═════ DATA SHOWN
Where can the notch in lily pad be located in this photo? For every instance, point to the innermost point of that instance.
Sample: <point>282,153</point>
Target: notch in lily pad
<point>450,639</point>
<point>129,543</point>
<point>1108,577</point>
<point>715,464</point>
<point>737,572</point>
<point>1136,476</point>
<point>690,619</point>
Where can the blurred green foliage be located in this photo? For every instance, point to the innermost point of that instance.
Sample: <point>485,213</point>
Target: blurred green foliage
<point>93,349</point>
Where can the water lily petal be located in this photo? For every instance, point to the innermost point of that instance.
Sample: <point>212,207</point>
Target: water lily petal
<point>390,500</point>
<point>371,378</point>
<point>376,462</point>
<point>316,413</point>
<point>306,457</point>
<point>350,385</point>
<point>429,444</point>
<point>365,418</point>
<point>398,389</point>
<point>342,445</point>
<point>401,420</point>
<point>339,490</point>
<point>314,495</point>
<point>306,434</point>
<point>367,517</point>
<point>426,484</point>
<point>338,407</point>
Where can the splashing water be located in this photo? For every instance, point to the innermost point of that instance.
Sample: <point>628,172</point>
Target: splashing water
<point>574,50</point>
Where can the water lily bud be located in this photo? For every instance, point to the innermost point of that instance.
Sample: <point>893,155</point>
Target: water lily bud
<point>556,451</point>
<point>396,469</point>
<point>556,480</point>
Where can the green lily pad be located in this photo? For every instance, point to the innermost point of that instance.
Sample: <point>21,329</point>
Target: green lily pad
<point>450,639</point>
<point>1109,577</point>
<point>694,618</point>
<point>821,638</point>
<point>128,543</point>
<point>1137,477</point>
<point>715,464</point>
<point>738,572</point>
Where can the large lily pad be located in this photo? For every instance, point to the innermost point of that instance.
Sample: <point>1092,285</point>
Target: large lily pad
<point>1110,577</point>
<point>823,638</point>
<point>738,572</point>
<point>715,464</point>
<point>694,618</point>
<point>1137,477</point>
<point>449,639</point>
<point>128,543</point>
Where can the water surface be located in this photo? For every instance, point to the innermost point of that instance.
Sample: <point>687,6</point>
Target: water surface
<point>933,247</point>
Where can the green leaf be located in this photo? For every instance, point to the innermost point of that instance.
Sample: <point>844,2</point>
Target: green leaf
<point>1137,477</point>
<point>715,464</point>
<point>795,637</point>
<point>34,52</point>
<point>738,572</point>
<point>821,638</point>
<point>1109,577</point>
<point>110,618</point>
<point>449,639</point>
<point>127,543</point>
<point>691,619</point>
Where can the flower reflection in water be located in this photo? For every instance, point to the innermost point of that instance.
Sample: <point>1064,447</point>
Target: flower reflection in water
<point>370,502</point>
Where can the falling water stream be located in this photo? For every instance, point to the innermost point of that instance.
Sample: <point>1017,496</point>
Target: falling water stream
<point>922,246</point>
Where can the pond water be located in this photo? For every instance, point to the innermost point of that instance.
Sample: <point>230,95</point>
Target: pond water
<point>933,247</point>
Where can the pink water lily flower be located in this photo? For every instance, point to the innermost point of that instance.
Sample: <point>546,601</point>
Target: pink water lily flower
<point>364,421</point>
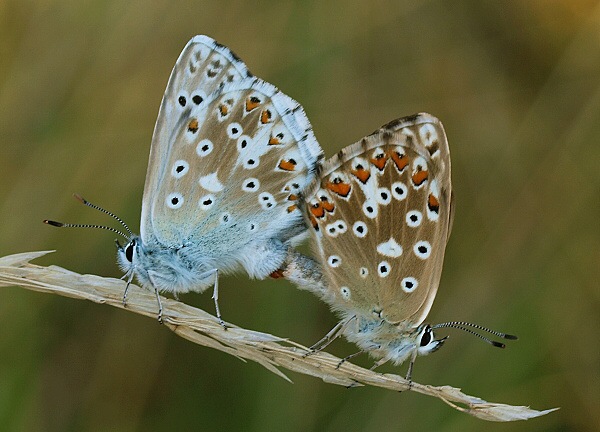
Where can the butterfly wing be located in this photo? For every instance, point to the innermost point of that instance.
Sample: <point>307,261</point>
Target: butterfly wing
<point>226,173</point>
<point>380,217</point>
<point>202,67</point>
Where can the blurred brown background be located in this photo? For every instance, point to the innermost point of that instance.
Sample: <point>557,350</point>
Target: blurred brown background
<point>517,85</point>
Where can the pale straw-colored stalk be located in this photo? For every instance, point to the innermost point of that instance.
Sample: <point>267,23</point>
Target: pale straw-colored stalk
<point>202,328</point>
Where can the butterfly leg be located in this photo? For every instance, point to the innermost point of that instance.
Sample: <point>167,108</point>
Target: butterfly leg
<point>409,372</point>
<point>159,305</point>
<point>127,288</point>
<point>345,359</point>
<point>216,299</point>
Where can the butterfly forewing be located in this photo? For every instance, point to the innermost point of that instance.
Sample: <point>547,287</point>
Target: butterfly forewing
<point>232,168</point>
<point>380,217</point>
<point>201,69</point>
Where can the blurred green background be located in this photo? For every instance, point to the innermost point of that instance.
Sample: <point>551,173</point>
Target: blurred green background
<point>517,86</point>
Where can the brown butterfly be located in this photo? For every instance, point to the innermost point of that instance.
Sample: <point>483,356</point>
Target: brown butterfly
<point>380,216</point>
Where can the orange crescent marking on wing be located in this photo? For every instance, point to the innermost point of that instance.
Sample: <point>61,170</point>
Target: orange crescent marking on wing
<point>251,103</point>
<point>341,188</point>
<point>361,174</point>
<point>433,203</point>
<point>419,177</point>
<point>329,206</point>
<point>193,126</point>
<point>317,210</point>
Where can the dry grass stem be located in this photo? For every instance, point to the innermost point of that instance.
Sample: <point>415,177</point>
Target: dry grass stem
<point>202,328</point>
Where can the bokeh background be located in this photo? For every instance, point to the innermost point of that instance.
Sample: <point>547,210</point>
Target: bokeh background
<point>517,85</point>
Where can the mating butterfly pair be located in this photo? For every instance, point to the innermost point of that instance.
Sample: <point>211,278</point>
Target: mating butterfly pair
<point>235,177</point>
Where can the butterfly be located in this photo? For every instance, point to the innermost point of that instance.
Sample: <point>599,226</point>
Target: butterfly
<point>380,215</point>
<point>229,158</point>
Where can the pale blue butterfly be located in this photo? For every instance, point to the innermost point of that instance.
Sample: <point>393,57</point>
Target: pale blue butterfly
<point>230,156</point>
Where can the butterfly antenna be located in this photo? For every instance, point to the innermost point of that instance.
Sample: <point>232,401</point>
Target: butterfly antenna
<point>64,225</point>
<point>464,327</point>
<point>111,214</point>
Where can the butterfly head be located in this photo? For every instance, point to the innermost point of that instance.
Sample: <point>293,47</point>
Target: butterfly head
<point>426,341</point>
<point>128,253</point>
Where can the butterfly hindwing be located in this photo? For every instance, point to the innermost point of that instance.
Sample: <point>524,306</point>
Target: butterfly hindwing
<point>380,218</point>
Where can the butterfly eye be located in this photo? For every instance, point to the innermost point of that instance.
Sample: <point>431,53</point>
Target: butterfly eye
<point>129,251</point>
<point>426,337</point>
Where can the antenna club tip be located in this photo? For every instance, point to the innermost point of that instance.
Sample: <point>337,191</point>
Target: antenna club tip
<point>79,198</point>
<point>53,223</point>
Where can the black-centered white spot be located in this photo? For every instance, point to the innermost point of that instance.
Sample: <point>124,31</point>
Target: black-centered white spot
<point>174,200</point>
<point>197,99</point>
<point>180,168</point>
<point>243,143</point>
<point>251,162</point>
<point>225,218</point>
<point>422,249</point>
<point>206,202</point>
<point>383,269</point>
<point>360,229</point>
<point>204,148</point>
<point>399,190</point>
<point>266,200</point>
<point>234,130</point>
<point>383,196</point>
<point>345,292</point>
<point>370,209</point>
<point>409,284</point>
<point>250,185</point>
<point>414,218</point>
<point>334,261</point>
<point>336,228</point>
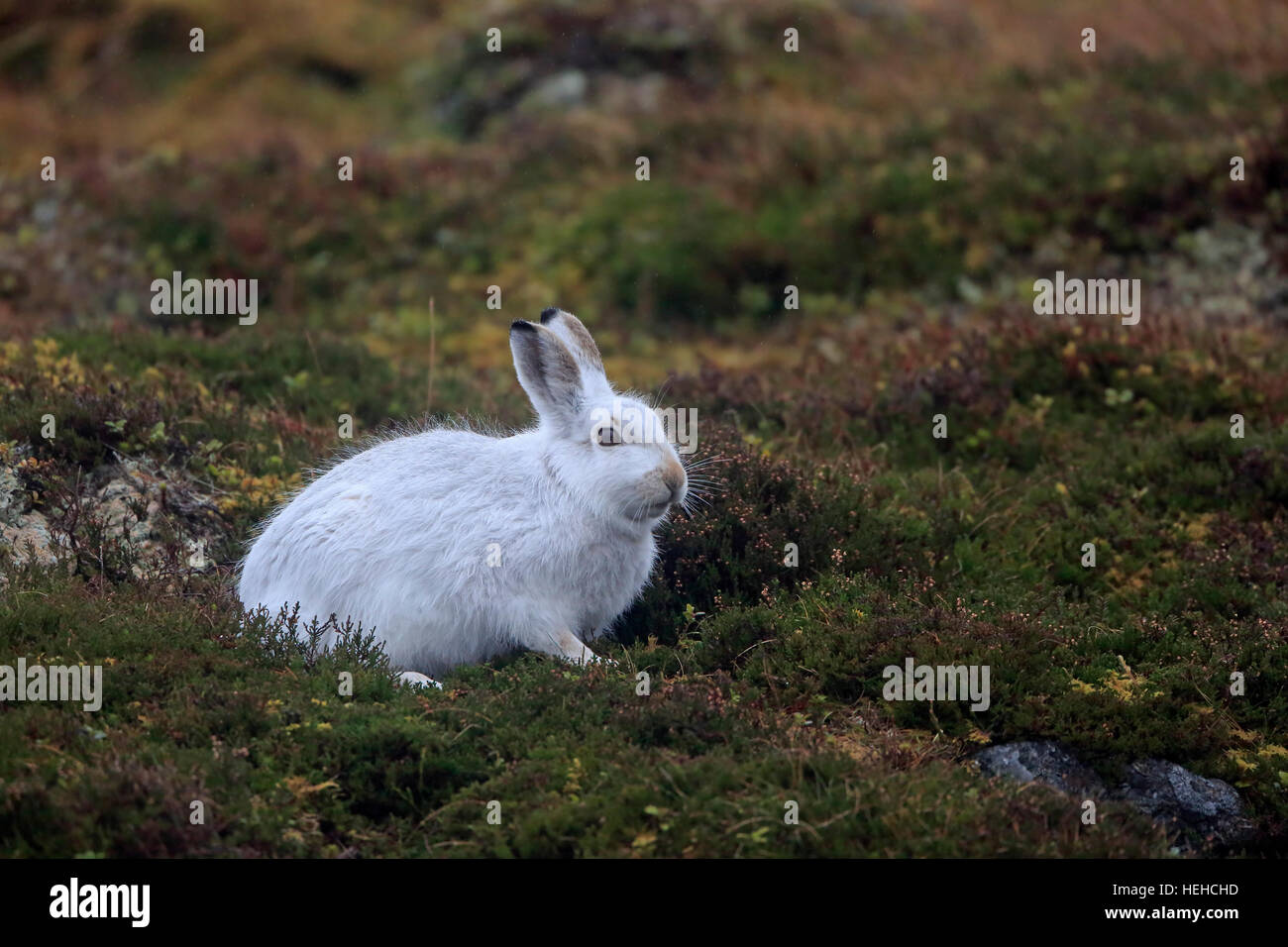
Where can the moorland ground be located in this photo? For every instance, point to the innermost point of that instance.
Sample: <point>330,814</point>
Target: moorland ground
<point>176,436</point>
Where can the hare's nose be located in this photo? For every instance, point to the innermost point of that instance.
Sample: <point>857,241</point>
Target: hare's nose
<point>673,476</point>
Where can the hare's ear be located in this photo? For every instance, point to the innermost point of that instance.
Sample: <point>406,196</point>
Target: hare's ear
<point>578,338</point>
<point>546,369</point>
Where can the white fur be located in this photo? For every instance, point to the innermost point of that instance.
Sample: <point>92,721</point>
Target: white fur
<point>399,536</point>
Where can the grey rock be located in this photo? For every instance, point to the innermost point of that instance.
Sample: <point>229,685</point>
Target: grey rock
<point>1193,808</point>
<point>1042,762</point>
<point>1172,793</point>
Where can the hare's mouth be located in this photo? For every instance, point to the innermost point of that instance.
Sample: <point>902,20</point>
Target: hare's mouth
<point>655,509</point>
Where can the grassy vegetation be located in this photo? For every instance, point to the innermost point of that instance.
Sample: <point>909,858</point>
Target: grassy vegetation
<point>768,169</point>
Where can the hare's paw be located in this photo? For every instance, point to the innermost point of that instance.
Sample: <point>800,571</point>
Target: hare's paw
<point>571,648</point>
<point>416,680</point>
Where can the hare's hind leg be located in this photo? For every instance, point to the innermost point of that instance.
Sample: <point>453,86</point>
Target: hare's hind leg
<point>417,680</point>
<point>568,647</point>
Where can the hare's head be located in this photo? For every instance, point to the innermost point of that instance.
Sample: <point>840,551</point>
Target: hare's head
<point>613,451</point>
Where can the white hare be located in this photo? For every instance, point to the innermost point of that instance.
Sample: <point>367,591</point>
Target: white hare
<point>455,547</point>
══════════
WORK ORDER: In the entries above, restate word for word the lines between the one holding "Where can the butterfly head" and the one holding "Sample: <point>524,306</point>", inclusive, and nothing besides.

REPLY TO THE TASK:
Where can the butterfly head be located in this photo? For every instance, point to the innermost point of that instance.
Sample: <point>293,47</point>
Target: butterfly head
<point>426,341</point>
<point>128,253</point>
Where can the butterfly hindwing be located in this photo? For every instance, point to the innermost point of that instance.
Sample: <point>524,306</point>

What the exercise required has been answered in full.